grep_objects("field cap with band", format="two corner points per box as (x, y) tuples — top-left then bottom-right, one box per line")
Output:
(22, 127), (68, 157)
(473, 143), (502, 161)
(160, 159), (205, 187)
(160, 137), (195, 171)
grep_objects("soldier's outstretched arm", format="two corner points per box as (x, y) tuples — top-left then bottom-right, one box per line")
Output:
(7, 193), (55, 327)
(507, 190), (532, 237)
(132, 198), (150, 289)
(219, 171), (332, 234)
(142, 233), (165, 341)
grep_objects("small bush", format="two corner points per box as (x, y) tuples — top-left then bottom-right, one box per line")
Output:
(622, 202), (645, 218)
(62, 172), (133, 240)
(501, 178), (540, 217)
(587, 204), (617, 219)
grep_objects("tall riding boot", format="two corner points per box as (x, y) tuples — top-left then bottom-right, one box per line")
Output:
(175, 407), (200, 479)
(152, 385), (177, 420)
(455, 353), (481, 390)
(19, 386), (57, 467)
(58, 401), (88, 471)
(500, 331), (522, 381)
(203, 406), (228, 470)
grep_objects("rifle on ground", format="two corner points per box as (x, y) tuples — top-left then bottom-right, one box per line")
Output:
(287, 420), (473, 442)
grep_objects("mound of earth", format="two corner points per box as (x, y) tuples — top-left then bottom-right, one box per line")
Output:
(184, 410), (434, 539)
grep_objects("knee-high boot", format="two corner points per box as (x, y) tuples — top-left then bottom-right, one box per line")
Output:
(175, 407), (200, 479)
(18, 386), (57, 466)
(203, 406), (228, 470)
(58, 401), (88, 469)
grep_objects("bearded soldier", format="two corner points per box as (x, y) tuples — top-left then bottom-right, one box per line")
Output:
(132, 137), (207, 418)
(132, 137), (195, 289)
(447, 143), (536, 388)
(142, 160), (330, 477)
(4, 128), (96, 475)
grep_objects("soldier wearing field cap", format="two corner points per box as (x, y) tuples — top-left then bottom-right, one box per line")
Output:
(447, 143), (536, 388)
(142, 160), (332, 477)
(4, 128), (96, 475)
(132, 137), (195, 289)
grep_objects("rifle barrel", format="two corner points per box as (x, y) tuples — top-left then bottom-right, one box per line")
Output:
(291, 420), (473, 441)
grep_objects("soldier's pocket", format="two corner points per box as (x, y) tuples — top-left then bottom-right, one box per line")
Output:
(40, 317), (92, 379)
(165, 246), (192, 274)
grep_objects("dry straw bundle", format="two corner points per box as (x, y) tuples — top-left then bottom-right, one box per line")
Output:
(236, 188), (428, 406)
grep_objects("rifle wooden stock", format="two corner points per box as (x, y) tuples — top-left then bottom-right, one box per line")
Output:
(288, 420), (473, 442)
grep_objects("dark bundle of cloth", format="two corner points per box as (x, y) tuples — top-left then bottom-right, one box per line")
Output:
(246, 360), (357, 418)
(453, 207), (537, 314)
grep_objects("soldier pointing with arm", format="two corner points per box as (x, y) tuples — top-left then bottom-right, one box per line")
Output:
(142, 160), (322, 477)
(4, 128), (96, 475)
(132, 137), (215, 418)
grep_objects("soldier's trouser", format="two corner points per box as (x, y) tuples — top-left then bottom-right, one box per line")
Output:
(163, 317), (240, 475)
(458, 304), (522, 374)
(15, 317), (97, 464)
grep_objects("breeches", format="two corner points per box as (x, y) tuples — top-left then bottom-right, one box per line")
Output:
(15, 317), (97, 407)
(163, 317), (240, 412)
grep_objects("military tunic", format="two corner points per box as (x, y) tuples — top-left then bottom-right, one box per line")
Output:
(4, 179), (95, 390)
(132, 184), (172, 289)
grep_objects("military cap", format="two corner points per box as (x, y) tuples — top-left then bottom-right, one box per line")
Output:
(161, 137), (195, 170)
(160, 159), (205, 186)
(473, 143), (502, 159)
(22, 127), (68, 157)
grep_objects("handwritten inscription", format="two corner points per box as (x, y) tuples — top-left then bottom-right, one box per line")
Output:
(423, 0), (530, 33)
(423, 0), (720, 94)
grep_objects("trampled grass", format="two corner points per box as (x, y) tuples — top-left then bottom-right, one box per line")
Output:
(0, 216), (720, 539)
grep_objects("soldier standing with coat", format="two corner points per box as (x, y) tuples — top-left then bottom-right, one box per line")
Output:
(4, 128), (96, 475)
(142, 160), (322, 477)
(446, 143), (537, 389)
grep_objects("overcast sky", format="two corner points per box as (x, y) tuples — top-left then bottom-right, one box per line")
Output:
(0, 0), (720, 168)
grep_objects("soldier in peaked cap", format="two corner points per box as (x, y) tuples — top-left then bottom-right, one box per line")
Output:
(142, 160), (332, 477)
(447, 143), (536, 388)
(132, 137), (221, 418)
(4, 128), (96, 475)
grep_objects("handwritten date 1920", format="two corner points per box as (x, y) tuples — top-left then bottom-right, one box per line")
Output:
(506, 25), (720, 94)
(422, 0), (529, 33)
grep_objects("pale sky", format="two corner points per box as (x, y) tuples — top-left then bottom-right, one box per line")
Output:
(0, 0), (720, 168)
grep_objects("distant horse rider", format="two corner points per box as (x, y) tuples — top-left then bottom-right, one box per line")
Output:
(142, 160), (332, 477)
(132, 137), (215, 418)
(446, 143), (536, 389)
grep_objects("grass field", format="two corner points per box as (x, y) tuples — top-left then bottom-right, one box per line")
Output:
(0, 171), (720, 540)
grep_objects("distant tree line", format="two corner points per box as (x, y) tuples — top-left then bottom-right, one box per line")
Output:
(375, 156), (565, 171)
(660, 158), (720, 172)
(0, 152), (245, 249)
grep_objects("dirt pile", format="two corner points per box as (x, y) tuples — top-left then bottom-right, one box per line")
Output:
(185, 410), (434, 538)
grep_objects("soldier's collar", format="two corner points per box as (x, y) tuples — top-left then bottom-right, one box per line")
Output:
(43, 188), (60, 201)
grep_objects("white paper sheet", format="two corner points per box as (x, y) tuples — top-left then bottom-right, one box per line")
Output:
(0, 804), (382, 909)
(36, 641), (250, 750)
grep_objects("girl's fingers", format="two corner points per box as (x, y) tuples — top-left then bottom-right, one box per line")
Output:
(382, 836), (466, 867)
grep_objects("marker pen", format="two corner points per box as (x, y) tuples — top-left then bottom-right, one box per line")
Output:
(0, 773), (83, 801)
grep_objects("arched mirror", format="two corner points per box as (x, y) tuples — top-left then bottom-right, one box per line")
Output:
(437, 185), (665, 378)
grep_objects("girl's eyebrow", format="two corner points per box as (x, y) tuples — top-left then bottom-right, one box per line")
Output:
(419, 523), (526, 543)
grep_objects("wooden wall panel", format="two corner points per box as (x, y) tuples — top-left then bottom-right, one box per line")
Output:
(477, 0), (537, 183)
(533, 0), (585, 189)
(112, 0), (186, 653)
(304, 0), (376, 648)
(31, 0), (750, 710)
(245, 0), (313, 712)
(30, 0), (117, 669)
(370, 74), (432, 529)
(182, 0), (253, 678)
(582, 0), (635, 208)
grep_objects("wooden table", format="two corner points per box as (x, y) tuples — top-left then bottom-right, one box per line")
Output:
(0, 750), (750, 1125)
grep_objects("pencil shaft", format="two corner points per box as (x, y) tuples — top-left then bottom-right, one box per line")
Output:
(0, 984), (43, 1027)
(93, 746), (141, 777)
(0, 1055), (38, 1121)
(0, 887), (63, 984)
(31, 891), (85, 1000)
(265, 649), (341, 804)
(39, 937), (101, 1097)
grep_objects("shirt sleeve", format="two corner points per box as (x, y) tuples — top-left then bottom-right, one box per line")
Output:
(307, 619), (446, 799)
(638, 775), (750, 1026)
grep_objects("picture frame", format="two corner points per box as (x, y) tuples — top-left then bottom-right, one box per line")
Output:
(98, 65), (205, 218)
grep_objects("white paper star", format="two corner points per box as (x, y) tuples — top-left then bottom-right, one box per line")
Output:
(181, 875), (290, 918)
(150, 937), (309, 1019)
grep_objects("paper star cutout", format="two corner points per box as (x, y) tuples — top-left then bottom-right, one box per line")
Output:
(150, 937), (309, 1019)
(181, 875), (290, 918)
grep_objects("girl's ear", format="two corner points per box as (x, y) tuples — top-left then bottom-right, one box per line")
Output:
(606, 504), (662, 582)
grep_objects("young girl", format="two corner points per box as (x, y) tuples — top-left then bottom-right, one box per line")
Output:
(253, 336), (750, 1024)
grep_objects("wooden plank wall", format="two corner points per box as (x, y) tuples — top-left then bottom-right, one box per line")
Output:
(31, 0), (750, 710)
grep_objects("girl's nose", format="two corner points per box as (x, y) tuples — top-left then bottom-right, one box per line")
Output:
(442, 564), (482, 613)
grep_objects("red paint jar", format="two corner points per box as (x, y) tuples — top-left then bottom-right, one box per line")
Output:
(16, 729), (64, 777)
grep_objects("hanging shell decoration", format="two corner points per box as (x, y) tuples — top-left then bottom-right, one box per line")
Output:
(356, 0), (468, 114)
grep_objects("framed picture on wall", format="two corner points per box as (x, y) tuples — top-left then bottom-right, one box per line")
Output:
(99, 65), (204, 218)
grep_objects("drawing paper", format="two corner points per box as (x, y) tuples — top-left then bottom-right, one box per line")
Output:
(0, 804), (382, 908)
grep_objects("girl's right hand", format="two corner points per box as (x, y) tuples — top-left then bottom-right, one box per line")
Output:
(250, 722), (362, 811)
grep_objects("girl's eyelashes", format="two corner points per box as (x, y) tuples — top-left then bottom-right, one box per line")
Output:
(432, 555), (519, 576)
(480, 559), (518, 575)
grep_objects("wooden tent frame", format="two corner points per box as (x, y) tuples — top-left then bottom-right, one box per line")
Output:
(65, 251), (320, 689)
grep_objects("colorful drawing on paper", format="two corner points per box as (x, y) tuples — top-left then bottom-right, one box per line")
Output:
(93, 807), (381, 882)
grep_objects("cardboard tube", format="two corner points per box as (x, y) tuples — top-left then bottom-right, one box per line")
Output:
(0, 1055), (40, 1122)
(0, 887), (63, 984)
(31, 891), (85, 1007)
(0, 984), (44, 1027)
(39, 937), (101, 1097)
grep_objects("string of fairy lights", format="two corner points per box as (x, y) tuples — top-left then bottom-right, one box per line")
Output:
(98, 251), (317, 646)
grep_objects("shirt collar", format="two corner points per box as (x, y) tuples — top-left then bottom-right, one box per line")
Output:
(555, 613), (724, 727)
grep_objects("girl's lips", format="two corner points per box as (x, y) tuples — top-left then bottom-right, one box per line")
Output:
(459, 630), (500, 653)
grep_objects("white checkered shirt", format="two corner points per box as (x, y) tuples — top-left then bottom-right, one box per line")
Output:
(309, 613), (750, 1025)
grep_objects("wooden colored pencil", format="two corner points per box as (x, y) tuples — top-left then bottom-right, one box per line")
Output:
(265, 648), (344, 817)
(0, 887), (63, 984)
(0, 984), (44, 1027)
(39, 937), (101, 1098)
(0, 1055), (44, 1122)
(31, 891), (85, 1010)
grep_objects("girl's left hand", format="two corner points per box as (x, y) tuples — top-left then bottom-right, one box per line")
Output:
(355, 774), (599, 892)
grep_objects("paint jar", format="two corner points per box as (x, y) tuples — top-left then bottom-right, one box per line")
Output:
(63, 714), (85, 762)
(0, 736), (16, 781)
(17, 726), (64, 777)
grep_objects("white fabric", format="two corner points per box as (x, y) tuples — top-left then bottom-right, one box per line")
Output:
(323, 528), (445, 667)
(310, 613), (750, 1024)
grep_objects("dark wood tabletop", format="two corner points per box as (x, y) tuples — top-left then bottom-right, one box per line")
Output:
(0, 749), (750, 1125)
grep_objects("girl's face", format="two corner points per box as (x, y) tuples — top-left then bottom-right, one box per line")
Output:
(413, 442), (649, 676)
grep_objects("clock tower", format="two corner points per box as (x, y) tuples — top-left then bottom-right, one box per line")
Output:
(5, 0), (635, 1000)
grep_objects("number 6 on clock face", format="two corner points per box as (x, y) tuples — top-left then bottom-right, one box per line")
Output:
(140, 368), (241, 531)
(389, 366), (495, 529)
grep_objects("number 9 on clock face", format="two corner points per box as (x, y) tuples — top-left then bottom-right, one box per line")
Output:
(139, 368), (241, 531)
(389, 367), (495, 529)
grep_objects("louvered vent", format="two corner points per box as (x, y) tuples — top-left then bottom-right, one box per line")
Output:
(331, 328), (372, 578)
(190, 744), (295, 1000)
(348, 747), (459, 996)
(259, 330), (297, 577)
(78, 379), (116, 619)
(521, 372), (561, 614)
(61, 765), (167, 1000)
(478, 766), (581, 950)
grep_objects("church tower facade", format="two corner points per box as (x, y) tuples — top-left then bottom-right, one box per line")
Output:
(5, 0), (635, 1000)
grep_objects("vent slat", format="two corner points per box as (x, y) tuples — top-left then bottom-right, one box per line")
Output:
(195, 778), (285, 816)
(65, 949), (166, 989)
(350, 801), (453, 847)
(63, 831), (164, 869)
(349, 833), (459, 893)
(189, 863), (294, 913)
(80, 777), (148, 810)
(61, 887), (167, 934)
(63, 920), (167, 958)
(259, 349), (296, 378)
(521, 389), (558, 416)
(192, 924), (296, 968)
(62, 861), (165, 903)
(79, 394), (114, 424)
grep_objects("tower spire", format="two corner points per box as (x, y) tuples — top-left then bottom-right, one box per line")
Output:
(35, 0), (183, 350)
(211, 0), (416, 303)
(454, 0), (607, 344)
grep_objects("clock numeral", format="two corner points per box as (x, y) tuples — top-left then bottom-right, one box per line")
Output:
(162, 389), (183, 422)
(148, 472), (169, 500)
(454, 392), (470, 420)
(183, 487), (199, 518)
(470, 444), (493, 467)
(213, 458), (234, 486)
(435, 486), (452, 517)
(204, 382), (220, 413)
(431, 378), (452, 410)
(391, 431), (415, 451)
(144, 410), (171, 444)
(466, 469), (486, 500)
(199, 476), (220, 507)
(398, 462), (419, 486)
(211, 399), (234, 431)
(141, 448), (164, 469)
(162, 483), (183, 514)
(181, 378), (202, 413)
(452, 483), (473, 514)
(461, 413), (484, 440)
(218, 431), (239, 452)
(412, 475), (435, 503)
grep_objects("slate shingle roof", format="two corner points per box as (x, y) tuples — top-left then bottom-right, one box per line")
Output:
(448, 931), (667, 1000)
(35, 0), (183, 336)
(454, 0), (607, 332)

--

WHAT TO DO :: Locate every line of the material above that contains the word "military" and copy each of those lines. Matching is case-sensitive.

SOLUTION ::
grep_objects("military tunic", format="two corner points per box as (x, y) tuples — top-left then bottom-right, one box per line")
grep_objects("military cap", format="two corner points per box as (x, y) tuples — top-left then bottom-right, one box per line")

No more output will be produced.